* WORK TO BE COMPLETED *
Please edit the review excerpt from "Same with Tables" up to and including "a different perspective)." by putting "tiresome" in place of "tedious", and write out the edited passage.

* TEXT SHOWN *

━━━

For areaWater - 58 triples (small) -> 2% constructing the HETree
squadNumber - 198 triples (medium) -> 5% for HETree
birthDateP - 4396 triples (largest)-> 52% for HETree
The conclusion that on average “only 9% for constructing the HETree" is a bit skewed. Statistically correct, yes, but meaningful, not so much - the variance is HUGE. The comparison should be more like for like.
*****
FIGURES & TABLES
Fig. 1 appears before it is referred to, a bit lost/confusing. The same happens with Fig.2 - in fact the section describing the layout is that following the one in which it’s placed! - it took another half page for me to find answers to my questions about how the layout was determined.
Same with Tables 2, 3, 4 & 5. Worse, most of the description in the text is on the following page so it is tedious going back and forth to map content to description.
“Regarding the most detailed level (i.e., RDF triples), several visualization types are offered; e.g., area, column, line, spline, areaspline, etc. (Figure 7)." - the three examples are so similar visually as not to be a good example set. I’d suggest three sufficiently different visualisation types on the same data, so the user can see how each type contributes to analysis (from a different perspective).
Fig 9 - the lines are so close together that even with the annotation it’s impossible to tell which belongs to C or R. (Even with the closeness noted in the text) I’d suggest one line be broken and the other solid, or some such, OR colour that can be distinguished in monochrome used. AND, the y-axis be staggered/split to pull apart and increase space between the two sets of results.
Further, quantitative data as a measure of “very good" really needs a benchmark or threshold of some sort. Compared to [STATED] expected/recommended maximum response times for interactive analysis, how good is 0.7 sec for 4K objects? Is 4K typical, average, low, for this kind of analysis?
*** Very large number of typos and grammatical errors - most if not all would be caught by an auto-check and proofread, several, but not all examples:
“Given an RDF dataset R consisted of a set of RDF triples. " - not a complete sentence. Further, “CONSISTING"
Ditto, “Regarding the time required for the construction of the HETreee structure."

━━━

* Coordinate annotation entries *
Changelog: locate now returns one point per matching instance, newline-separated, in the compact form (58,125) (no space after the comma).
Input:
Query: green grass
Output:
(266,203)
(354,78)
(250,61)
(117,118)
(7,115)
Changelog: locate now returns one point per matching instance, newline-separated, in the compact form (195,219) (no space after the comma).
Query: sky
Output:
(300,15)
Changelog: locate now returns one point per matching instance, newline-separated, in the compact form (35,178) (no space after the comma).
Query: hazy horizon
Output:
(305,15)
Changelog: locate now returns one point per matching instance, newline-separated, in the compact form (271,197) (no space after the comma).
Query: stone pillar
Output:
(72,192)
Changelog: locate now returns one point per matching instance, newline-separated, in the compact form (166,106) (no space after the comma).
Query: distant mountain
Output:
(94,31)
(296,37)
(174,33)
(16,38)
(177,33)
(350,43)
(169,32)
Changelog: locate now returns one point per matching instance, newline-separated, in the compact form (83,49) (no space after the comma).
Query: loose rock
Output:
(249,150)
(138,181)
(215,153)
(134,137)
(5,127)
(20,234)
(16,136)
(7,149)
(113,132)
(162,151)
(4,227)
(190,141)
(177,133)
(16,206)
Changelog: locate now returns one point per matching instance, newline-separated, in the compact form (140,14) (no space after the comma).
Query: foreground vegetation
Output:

━━━

* FINAL RESULT *
Same with Tables 2, 3, 4 & 5. Worse, most of the description in the text is on the following page so it is tiresome going back and forth to map content to description.
“Regarding the most detailed level (i.e., RDF triples), several visualization types are offered; e.g., area, column, line, spline, areaspline, etc. (Figure 7)." - the three examples are so similar visually as not to be a good example set. I’d suggest three sufficiently different visualisation types on the same data, so the user can see how each type contributes to analysis (from a different perspective).